▸ **CONSEGNA DELL'ESERCIZIO**
Trascrivi senza modifiche il passo della recensione riportata più avanti, a partire da "Si legge facile, non" e proseguendo fino a "oggi Wind Infostrada.".

▸ **TESTO SCELTO**
+ + + + + + +
La Repubblica è quella di Scalfari, il
giornale. “Il racconto di uno dei fondatori”, recita il sottotitolo. Furono
numerosi, ma Giovanni non lo era. Scritto per l’editrice de “Il Fatto”, il giornale
concorrente. Una resa dei conti personale, contro De Benedetti che sostituì
Valentini all’“Espresso” con Rinaldi. Ma a volte si presume troppo di sé.
Si legge facile, non resta nulla - a volte si presume troppo di sé. C’è
Monica Mondardini “Crudelia Demona”. C’è Mario Calabresi “l’orfano d’Italia”. Della
fusione con “La Stampa” non c’è nulla. Di Omnitel c’è il pettegolezzo:
Valentini che fa avere a De Benedetti dal missino ma compaesano Tatarella,
vice-presidente del consiglio dell’odiatissimo Berlusconi e ministro delle
Poste e Telecomunicazioni, la concessione delle frequenze Omnitel Pronto
Italia, oggi Wind Infostrada.
+ + + + + + +
▸ **ESTRATTO DEI DATI**
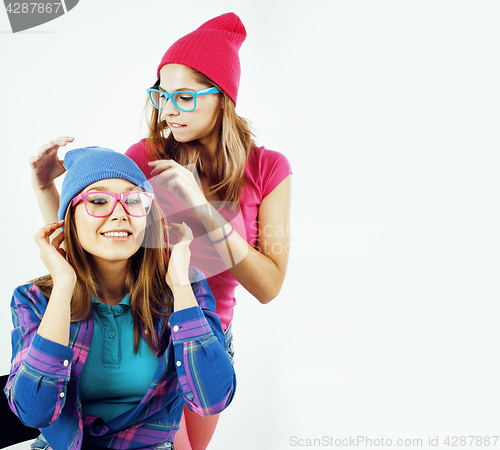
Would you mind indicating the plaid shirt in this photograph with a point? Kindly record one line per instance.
(42, 388)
+ + + + + + +
▸ **RISPOSTA ALLA CONSEGNA**
Si legge facile, non resta nulla - a volte si presume troppo di sé. C’è
Monica Mondardini “Crudelia Demona”. C’è Mario Calabresi “l’orfano d’Italia”. Della
fusione con “La Stampa” non c’è nulla. Di Omnitel c’è il pettegolezzo:
Valentini che fa avere a De Benedetti dal missino ma compaesano Tatarella,
vice-presidente del consiglio dell’odiatissimo Berlusconi e ministro delle
Poste e Telecomunicazioni, la concessione delle frequenze Omnitel Pronto
Italia, oggi Wind Infostrada.